Extrait:
Des médailles, des diplômes et autres brimborions filipendules

Celles et ceux qui ont quelques kilomètres au compteur le savent bien : dans le monde, les incapables*[1] bardés de diplômes sont légion. Dans la salle d’attente de l’oculiste, qui aime être traité d’ophtalmologue, vous regardez avec une vaine attention ces papiers dorés qui certifient que l’homme de l’art a réussi ses examens (je n’ai pas osé écrire la femme de l’art).

Quand il* regarde au fond de votre œil avec ses instruments obscurs, vous espérez qu’il n’a pas courbé la moitié de ses cours ; et votre attention redouble, quand vous tentez de mesurer l’intelligence de ses gestes et de ses propos. Ce sera cette expérience, plus ou moins heureuse, plus ou moins douloureuse, qui fondera votre jugement, d’une manière infiniment plus fine que les dorures des facultés de médecine.

(Partie d'un fichier de données)
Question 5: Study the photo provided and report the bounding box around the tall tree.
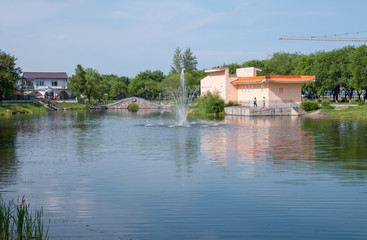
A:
[170,48,182,74]
[128,70,164,98]
[349,45,367,98]
[84,68,108,102]
[182,48,198,73]
[170,48,198,75]
[0,49,22,100]
[68,64,87,98]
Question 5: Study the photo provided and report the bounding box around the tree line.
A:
[221,45,367,100]
[0,45,367,101]
[68,48,206,102]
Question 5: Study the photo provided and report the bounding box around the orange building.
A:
[200,67,315,106]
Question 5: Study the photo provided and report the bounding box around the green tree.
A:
[68,64,87,98]
[128,70,164,98]
[182,48,198,73]
[349,45,367,98]
[263,52,299,75]
[102,74,130,99]
[83,68,108,102]
[170,48,198,75]
[170,48,182,74]
[0,49,22,100]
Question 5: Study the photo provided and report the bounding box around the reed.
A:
[0,196,49,240]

Exercices proposés:
[1] Relevez les trois choses énumérées dans le titre du texte sur les diplômes.
[2] Mettez sous forme de liste numérotée les lignes du listing, depuis celle qui contient « the tree line. » jusqu'à la fin du listing, en omettant les lignes vides.

Corrigé de l'exercice:
[1] Les médailles, les diplômes et les autres brimborions filipendules.

[2]
1. Question 5: Study the photo provided and report the bounding box around the tree line.
2. A:
3. [221,45,367,100]
4. [0,45,367,101]
5. [68,48,206,102]
6. Question 5: Study the photo provided and report the bounding box around the orange building.
7. A:
8. [200,67,315,106]
9. Question 5: Study the photo provided and report the bounding box around the green tree.
10. A:
11. [68,64,87,98]
12. [128,70,164,98]
13. [182,48,198,73]
14. [349,45,367,98]
15. [263,52,299,75]
16. [102,74,130,99]
17. [83,68,108,102]
18. [170,48,198,75]
19. [170,48,182,74]
20. [0,49,22,100]
21. Question 5: Study the photo provided and report the bounding box around the reed.
22. A:
23. [0,196,49,240]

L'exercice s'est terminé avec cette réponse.